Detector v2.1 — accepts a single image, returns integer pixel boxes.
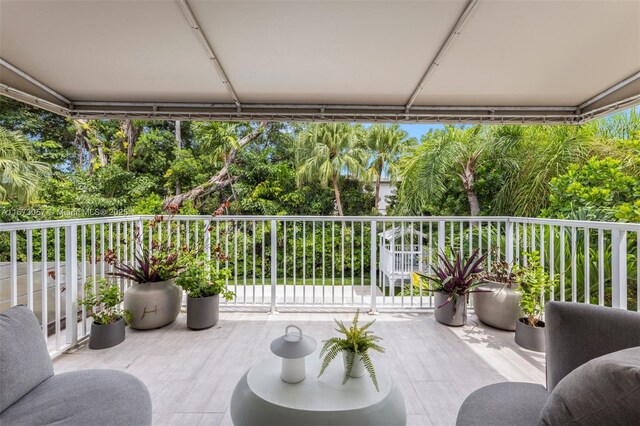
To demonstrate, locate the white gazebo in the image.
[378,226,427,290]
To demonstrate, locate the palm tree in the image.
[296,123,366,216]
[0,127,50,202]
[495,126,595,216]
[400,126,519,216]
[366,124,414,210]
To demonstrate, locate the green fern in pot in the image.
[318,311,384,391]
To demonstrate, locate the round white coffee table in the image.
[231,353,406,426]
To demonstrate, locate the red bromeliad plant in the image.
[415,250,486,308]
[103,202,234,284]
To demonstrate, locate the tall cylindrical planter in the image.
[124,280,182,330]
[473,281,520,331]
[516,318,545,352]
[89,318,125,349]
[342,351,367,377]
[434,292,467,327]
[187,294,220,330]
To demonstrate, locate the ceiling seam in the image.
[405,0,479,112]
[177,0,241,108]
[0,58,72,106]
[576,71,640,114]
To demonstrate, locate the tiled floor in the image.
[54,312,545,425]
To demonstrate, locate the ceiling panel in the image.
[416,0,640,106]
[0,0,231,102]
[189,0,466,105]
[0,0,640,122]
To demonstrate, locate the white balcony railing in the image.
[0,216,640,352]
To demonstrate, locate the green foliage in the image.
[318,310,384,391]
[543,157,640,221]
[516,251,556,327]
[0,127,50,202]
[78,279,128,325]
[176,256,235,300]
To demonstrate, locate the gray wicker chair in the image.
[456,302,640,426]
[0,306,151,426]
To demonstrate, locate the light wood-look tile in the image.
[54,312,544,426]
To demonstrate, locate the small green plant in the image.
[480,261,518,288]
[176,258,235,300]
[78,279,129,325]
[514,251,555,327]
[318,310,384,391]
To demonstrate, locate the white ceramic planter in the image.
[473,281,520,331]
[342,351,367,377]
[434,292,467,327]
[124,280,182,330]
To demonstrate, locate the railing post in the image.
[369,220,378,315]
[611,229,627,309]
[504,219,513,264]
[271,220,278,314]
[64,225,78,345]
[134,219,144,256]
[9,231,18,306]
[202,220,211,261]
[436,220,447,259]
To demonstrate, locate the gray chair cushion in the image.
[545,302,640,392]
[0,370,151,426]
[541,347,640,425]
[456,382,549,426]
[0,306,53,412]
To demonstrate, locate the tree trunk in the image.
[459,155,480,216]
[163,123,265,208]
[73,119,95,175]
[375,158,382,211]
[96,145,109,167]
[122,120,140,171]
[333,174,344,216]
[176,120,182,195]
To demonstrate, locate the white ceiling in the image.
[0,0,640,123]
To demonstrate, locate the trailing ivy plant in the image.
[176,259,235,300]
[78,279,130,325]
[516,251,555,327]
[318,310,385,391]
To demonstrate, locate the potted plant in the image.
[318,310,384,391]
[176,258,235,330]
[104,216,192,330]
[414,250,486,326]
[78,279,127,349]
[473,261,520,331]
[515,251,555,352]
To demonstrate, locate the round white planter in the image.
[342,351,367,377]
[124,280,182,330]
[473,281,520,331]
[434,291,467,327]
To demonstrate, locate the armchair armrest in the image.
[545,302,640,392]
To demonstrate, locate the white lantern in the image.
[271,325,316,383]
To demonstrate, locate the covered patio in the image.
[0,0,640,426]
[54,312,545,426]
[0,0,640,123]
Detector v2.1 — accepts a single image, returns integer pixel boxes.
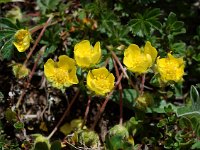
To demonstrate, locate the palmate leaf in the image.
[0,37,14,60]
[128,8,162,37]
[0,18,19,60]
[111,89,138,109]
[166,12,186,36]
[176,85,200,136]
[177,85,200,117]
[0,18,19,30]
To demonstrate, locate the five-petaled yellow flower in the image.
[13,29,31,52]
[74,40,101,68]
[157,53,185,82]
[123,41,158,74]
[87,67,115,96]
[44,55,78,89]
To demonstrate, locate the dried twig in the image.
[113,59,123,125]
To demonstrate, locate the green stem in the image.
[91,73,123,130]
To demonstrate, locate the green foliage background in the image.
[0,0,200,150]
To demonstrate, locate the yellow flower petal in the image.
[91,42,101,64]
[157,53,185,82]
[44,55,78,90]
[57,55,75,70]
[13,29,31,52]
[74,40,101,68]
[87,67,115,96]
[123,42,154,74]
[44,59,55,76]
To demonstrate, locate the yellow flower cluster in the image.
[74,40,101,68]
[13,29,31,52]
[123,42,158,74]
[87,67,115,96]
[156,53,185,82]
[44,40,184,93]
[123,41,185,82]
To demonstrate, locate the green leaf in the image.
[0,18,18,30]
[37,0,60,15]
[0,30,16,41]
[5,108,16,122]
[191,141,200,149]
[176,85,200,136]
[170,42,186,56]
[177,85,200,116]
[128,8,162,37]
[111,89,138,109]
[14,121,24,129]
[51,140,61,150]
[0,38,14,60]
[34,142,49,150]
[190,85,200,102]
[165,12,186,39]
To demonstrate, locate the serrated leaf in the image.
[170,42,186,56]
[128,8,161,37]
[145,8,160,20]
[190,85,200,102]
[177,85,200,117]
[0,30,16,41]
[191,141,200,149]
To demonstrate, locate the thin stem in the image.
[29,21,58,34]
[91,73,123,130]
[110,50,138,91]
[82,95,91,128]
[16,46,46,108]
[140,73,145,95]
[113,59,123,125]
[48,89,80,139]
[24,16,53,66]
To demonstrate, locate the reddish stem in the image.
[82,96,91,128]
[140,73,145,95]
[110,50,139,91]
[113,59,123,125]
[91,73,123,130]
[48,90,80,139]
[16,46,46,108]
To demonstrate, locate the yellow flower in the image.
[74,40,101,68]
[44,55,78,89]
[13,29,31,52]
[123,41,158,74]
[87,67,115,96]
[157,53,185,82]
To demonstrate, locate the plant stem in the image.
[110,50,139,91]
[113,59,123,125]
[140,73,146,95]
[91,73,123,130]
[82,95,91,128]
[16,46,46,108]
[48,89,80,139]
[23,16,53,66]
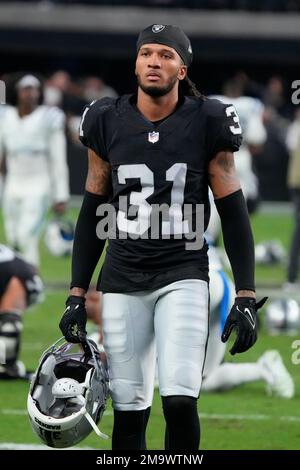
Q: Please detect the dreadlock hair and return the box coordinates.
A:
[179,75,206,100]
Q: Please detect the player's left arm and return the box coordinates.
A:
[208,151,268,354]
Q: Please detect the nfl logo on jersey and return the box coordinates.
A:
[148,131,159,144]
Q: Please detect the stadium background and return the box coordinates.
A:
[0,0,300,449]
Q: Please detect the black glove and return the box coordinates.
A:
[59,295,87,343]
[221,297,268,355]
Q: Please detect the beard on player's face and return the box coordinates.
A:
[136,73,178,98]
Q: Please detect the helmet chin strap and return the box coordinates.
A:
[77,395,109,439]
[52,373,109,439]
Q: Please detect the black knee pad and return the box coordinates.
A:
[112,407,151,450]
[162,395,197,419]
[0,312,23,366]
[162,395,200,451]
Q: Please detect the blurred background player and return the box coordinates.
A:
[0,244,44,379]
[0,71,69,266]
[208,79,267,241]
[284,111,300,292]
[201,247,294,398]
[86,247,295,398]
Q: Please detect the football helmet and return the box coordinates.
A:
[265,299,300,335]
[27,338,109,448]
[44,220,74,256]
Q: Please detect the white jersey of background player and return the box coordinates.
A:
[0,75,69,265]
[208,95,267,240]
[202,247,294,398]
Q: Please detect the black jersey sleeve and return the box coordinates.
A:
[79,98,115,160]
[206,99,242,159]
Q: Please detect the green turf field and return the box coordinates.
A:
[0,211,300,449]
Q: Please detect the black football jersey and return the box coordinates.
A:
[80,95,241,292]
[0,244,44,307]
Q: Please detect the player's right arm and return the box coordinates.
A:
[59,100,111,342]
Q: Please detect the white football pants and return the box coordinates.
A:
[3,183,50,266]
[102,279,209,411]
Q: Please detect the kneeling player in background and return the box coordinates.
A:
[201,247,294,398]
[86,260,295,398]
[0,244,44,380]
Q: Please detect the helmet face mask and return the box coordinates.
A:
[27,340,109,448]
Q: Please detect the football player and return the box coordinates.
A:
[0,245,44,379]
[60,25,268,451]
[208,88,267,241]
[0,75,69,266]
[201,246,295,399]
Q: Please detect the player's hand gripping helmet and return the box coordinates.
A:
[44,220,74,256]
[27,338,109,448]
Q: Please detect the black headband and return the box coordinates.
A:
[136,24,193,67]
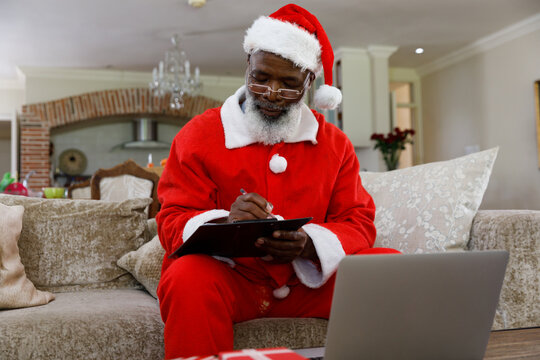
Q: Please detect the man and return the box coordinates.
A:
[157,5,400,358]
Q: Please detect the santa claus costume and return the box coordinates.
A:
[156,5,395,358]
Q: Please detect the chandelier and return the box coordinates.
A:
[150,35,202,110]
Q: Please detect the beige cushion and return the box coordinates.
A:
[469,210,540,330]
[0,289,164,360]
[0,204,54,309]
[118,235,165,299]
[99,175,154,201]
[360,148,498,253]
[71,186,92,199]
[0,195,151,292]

===============

Convert the records starting at the line that contains "To demonstrate, locate the gray wicker" and ending at the line that contains "[0,306,53,412]" into a two-column CSV with the header input,output and one row per record. Put each record's text in input and its answer in output, each as a single quoted field with line breaks replaced by spaces.

** TASK SOLUTION **
input,output
"To demonstrate, locate the gray wicker chair in the image.","[456,302,640,426] [0,306,151,426]"
"To demonstrate, locate the light wood-look tile in the image.","[54,312,544,426]"
"To demonstrate, locate the small green plant in the image.","[480,261,518,288] [176,258,235,300] [78,279,129,325] [514,251,555,327] [318,310,384,391]"
"To demonstrate, locate the white ceramic planter in the image.","[473,281,520,331] [342,351,367,377] [434,292,467,327] [124,280,182,330]"
"To demonstrate, locate the railing post in the image.","[369,220,378,315] [611,229,627,309] [504,219,513,264] [271,220,278,314] [64,225,78,345] [134,219,144,256] [9,231,18,306] [202,220,211,261] [436,220,447,259]"
"To demonstrate, locate the gray chair cushion in the image.","[545,302,640,392] [0,370,151,426] [541,347,640,425] [456,382,549,426] [0,306,53,412]"